--- START ---

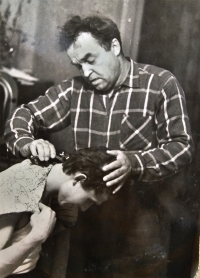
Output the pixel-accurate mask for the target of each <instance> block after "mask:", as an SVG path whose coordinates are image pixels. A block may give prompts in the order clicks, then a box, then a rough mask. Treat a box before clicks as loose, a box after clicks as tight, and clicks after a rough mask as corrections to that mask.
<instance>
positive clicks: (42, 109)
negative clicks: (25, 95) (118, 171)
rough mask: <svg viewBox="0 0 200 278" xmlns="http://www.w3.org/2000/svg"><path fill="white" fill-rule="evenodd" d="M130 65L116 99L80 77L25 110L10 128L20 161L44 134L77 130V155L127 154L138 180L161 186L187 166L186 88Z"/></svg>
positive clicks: (6, 136) (59, 88)
mask: <svg viewBox="0 0 200 278" xmlns="http://www.w3.org/2000/svg"><path fill="white" fill-rule="evenodd" d="M130 61H131V67H130V71H129V73H128V76H127V78H126V80H125V81H124V82H123V84H121V86H120V87H118V88H115V90H114V91H113V94H112V95H111V96H108V95H105V94H102V92H100V91H97V90H95V89H94V88H92V87H91V86H90V85H89V84H87V83H86V81H84V79H83V78H82V77H75V78H74V79H72V80H70V81H69V80H66V81H63V82H62V83H61V84H60V85H58V86H55V87H51V88H50V89H49V90H48V91H47V92H46V94H45V96H40V97H39V98H38V99H36V100H35V101H32V102H30V103H29V104H27V105H22V106H21V107H19V108H18V109H17V110H15V112H14V113H13V115H12V116H11V118H10V119H9V121H8V122H7V126H6V132H5V138H6V140H7V146H8V148H9V149H11V150H12V151H13V153H14V154H16V155H17V154H19V150H20V148H21V147H22V146H24V145H25V144H26V143H30V142H31V141H32V140H34V134H36V133H37V131H38V129H43V130H51V131H57V130H61V129H63V128H65V127H67V126H68V125H71V127H72V131H73V136H74V147H75V149H79V148H85V147H92V146H106V147H108V148H110V149H117V150H122V151H124V152H125V153H126V155H127V156H128V158H129V159H130V162H131V165H132V173H133V176H134V177H133V178H134V179H139V180H142V181H153V180H159V179H162V178H164V177H167V176H169V175H172V174H173V173H175V172H177V171H178V170H179V169H180V168H182V167H183V166H185V165H187V164H188V163H189V162H190V161H191V157H192V151H193V143H192V138H191V131H190V124H189V119H188V116H187V111H186V103H185V97H184V93H183V90H182V88H181V87H180V85H179V83H178V82H177V80H176V78H175V77H174V76H173V75H172V74H171V73H170V72H168V71H166V70H163V69H160V68H157V67H155V66H151V65H144V64H137V63H135V62H133V61H132V60H130Z"/></svg>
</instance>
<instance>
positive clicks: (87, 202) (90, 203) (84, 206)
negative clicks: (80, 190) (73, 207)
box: [79, 202, 93, 211]
mask: <svg viewBox="0 0 200 278" xmlns="http://www.w3.org/2000/svg"><path fill="white" fill-rule="evenodd" d="M91 205H93V202H86V203H84V204H82V205H80V206H79V207H80V209H81V211H86V210H87V209H89V207H91Z"/></svg>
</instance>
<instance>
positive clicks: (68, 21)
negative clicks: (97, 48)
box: [59, 15, 122, 51]
mask: <svg viewBox="0 0 200 278" xmlns="http://www.w3.org/2000/svg"><path fill="white" fill-rule="evenodd" d="M82 32H87V33H91V35H92V36H93V37H94V38H95V39H96V40H97V41H98V42H99V44H100V45H101V46H102V47H103V48H104V49H105V50H106V51H109V50H110V48H111V42H112V40H113V39H114V38H116V39H117V40H118V41H119V43H120V46H121V49H122V42H121V36H120V32H119V29H118V27H117V25H116V24H115V23H114V22H113V21H112V20H111V19H109V18H106V17H102V16H96V15H95V16H88V17H86V18H83V19H82V18H81V17H80V16H78V15H75V16H72V17H71V19H69V20H68V21H67V22H66V23H65V24H64V26H63V27H61V28H60V36H59V44H60V49H61V51H66V50H67V49H68V48H69V47H70V46H71V44H73V43H74V42H75V41H76V39H77V37H78V36H79V35H80V34H81V33H82Z"/></svg>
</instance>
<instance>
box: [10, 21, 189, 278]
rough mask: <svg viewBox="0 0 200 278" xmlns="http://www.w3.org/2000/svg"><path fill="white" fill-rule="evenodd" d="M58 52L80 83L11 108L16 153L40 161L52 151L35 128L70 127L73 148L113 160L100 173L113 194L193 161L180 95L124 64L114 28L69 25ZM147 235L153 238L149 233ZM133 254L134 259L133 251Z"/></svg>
mask: <svg viewBox="0 0 200 278" xmlns="http://www.w3.org/2000/svg"><path fill="white" fill-rule="evenodd" d="M60 46H61V50H63V51H66V52H67V54H68V56H69V57H70V59H71V63H72V64H73V65H74V66H76V67H77V68H78V69H79V70H80V72H81V74H82V77H75V78H73V79H72V80H66V81H64V82H62V83H61V84H59V85H58V86H55V87H52V88H50V89H49V90H48V91H47V92H46V94H45V96H41V97H40V98H38V99H37V100H35V101H32V102H30V103H29V104H27V105H23V106H21V107H19V108H18V109H17V110H15V112H14V113H13V115H12V116H11V117H10V119H9V121H8V122H7V126H6V132H5V138H6V141H7V146H8V148H9V149H10V150H12V152H13V153H14V154H15V155H22V156H24V157H27V156H29V155H30V154H32V155H33V156H36V155H38V156H39V158H40V160H42V161H43V160H48V159H49V157H55V148H54V146H53V145H52V144H51V143H49V142H47V141H44V140H42V139H36V137H35V136H36V134H37V132H38V130H46V131H56V130H61V129H64V128H65V127H67V126H69V125H71V128H72V131H73V140H74V148H75V149H79V148H83V147H93V146H100V145H103V146H106V147H108V148H109V149H111V151H109V153H110V154H113V155H115V156H116V161H114V162H112V163H110V164H109V165H107V166H105V167H104V168H103V170H104V171H108V170H109V171H110V173H109V174H108V175H106V174H105V176H104V178H103V179H104V181H106V183H107V186H111V187H112V186H116V185H118V187H117V188H115V190H114V189H113V191H114V193H115V192H117V191H118V190H119V189H120V188H122V189H123V187H122V186H123V184H124V183H125V181H127V180H128V178H131V179H132V180H134V182H135V188H139V185H140V183H139V182H142V183H143V182H144V183H145V186H144V190H146V189H148V188H150V186H149V185H150V184H151V185H152V183H153V182H154V181H159V180H162V179H165V178H167V177H169V176H171V175H173V174H175V173H177V172H178V171H179V170H180V169H182V168H183V167H184V166H185V165H187V164H189V163H190V161H191V159H192V153H193V143H192V138H191V131H190V124H189V119H188V116H187V111H186V103H185V97H184V93H183V90H182V88H181V86H180V85H179V83H178V81H177V80H176V78H175V77H174V76H173V75H172V74H171V73H170V72H168V71H167V70H164V69H160V68H157V67H155V66H151V65H144V64H138V63H136V62H134V61H133V60H132V59H131V58H126V57H125V56H124V54H123V49H122V42H121V38H120V33H119V30H118V28H117V26H116V24H115V23H114V22H113V21H111V20H110V19H107V18H102V17H99V16H91V17H86V18H83V19H81V18H80V17H79V16H74V17H72V18H71V19H70V20H68V21H67V22H66V24H65V25H64V26H63V28H61V29H60ZM163 188H166V186H165V187H163ZM122 189H121V190H122ZM136 195H137V194H136ZM129 196H130V197H131V196H132V198H133V199H134V198H135V197H133V195H129ZM134 200H137V198H136V199H134ZM141 202H142V201H141ZM135 204H136V202H135ZM142 204H143V206H145V204H144V203H142ZM140 205H141V203H140V204H138V206H135V207H134V209H133V211H132V213H133V215H135V217H136V215H137V217H138V218H137V217H136V218H137V221H136V222H137V223H136V222H135V223H134V225H133V224H130V225H131V227H133V226H137V225H139V226H140V227H143V228H141V229H140V230H139V229H138V230H137V229H136V230H137V231H136V232H135V233H134V238H136V237H138V238H141V237H142V236H141V233H142V232H141V231H143V232H145V228H144V226H143V225H141V223H145V222H147V221H146V220H145V218H144V213H143V212H144V210H143V209H144V208H142V209H141V210H140ZM127 206H128V205H127ZM159 206H160V204H159ZM157 210H158V209H157ZM137 213H138V214H137ZM133 215H132V218H133V217H134V216H133ZM122 218H123V216H122ZM155 219H157V216H155ZM116 221H117V220H116ZM149 222H150V223H151V220H149ZM151 224H152V223H151ZM153 225H154V224H152V226H153ZM145 227H146V226H145ZM149 236H150V237H151V239H152V238H153V235H152V233H150V235H149ZM147 238H148V237H147ZM145 242H147V244H148V242H150V241H149V240H146V241H145ZM117 244H118V243H116V245H117ZM133 245H134V244H133ZM155 246H156V243H155V242H154V243H152V242H151V246H150V245H149V246H148V247H147V246H146V247H145V245H144V246H143V247H142V249H141V250H140V252H139V251H138V252H139V253H141V254H143V255H141V256H140V257H145V256H146V255H145V254H146V253H147V252H146V249H148V250H149V251H148V254H153V255H152V256H154V257H155V250H153V249H155ZM138 248H139V247H138ZM139 249H140V248H139ZM134 250H135V251H134ZM156 250H157V249H156ZM131 252H133V253H131V257H134V258H136V257H137V256H136V254H135V253H137V248H135V249H134V248H133V249H132V251H131ZM134 252H135V253H134ZM151 252H152V253H151ZM115 253H116V252H115ZM149 257H151V255H150V256H149ZM158 257H159V256H158ZM157 259H158V260H160V258H157ZM136 261H137V259H136ZM130 264H132V263H130ZM127 268H128V267H127ZM131 271H132V270H131ZM122 275H124V276H123V277H126V275H125V274H122ZM127 275H130V276H131V275H133V272H131V273H130V274H127ZM137 275H138V276H137V277H139V274H137ZM150 275H152V274H150ZM127 277H129V276H127ZM141 277H147V275H146V276H145V275H144V276H141ZM149 277H151V276H149Z"/></svg>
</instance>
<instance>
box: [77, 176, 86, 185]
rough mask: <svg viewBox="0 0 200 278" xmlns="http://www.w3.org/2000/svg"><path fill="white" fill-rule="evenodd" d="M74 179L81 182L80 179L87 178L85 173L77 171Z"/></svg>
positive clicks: (85, 178) (78, 181) (85, 179)
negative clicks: (82, 173) (77, 171)
mask: <svg viewBox="0 0 200 278" xmlns="http://www.w3.org/2000/svg"><path fill="white" fill-rule="evenodd" d="M74 180H75V182H76V183H77V182H82V181H85V180H87V176H86V175H85V174H81V173H78V174H76V175H75V177H74ZM74 185H75V184H74Z"/></svg>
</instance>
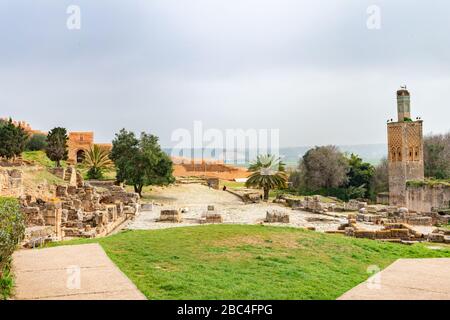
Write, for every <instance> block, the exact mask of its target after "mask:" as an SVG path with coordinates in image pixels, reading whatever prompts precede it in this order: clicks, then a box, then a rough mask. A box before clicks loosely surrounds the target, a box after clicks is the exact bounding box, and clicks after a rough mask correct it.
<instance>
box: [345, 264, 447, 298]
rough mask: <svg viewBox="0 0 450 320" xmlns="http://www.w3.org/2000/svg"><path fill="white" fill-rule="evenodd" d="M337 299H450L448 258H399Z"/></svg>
mask: <svg viewBox="0 0 450 320" xmlns="http://www.w3.org/2000/svg"><path fill="white" fill-rule="evenodd" d="M339 300H450V259H447V258H443V259H400V260H397V261H396V262H394V263H393V264H392V265H390V266H389V267H387V268H386V269H384V270H383V271H381V272H380V273H378V274H376V275H375V276H373V277H371V278H370V279H369V280H367V281H366V282H363V283H361V284H360V285H358V286H356V287H355V288H353V289H351V290H350V291H348V292H347V293H345V294H344V295H342V296H341V297H340V298H339Z"/></svg>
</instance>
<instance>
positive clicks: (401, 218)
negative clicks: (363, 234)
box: [274, 195, 450, 226]
mask: <svg viewBox="0 0 450 320" xmlns="http://www.w3.org/2000/svg"><path fill="white" fill-rule="evenodd" d="M274 202H276V203H280V204H284V205H286V206H289V207H291V208H292V209H297V210H304V211H308V212H312V213H318V214H329V213H340V212H356V213H357V214H356V217H355V219H356V221H358V222H365V223H373V224H377V225H378V224H379V225H383V224H389V223H404V224H408V225H412V226H434V225H440V224H447V223H448V222H449V221H450V215H449V214H448V213H447V212H445V211H442V212H411V211H409V210H408V209H407V208H402V207H396V206H386V205H369V204H368V203H367V202H364V201H358V200H350V201H349V202H346V203H343V202H340V201H336V202H323V201H321V197H320V196H312V197H302V198H299V197H295V196H291V195H280V196H279V197H278V198H277V199H276V200H275V201H274Z"/></svg>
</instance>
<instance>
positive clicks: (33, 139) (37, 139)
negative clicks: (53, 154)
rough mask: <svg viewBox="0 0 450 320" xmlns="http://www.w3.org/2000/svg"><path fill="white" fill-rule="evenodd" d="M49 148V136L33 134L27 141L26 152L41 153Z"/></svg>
mask: <svg viewBox="0 0 450 320" xmlns="http://www.w3.org/2000/svg"><path fill="white" fill-rule="evenodd" d="M46 147H47V136H45V135H43V134H39V133H37V134H33V135H32V136H31V137H30V139H28V141H27V145H26V146H25V150H26V151H40V150H45V148H46Z"/></svg>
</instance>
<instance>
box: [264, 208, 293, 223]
mask: <svg viewBox="0 0 450 320" xmlns="http://www.w3.org/2000/svg"><path fill="white" fill-rule="evenodd" d="M264 222H267V223H289V214H287V213H285V212H280V211H276V210H273V211H267V213H266V220H265V221H264Z"/></svg>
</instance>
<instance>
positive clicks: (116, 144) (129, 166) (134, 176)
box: [110, 129, 175, 196]
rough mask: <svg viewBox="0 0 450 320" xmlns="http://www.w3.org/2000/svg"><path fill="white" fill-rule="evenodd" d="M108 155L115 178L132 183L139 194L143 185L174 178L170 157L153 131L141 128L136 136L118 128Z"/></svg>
mask: <svg viewBox="0 0 450 320" xmlns="http://www.w3.org/2000/svg"><path fill="white" fill-rule="evenodd" d="M110 158H111V159H112V161H113V162H114V165H115V167H116V170H117V180H118V181H119V182H124V183H126V184H129V185H132V186H134V191H135V192H137V193H138V194H139V195H140V196H142V189H143V187H144V186H148V185H165V184H169V183H173V182H174V181H175V179H174V177H173V175H172V172H173V168H172V161H171V160H170V158H169V156H168V155H167V154H165V153H164V151H162V149H161V147H160V145H159V143H158V137H156V136H154V135H151V134H147V133H145V132H142V133H141V136H140V138H139V139H138V138H136V136H135V134H134V133H133V132H129V131H126V130H125V129H122V130H121V131H120V132H119V133H117V134H116V137H115V139H114V140H113V148H112V150H111V154H110Z"/></svg>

--- END ---

How many lines of the records contain the string "image"? Reply with the number alone.

2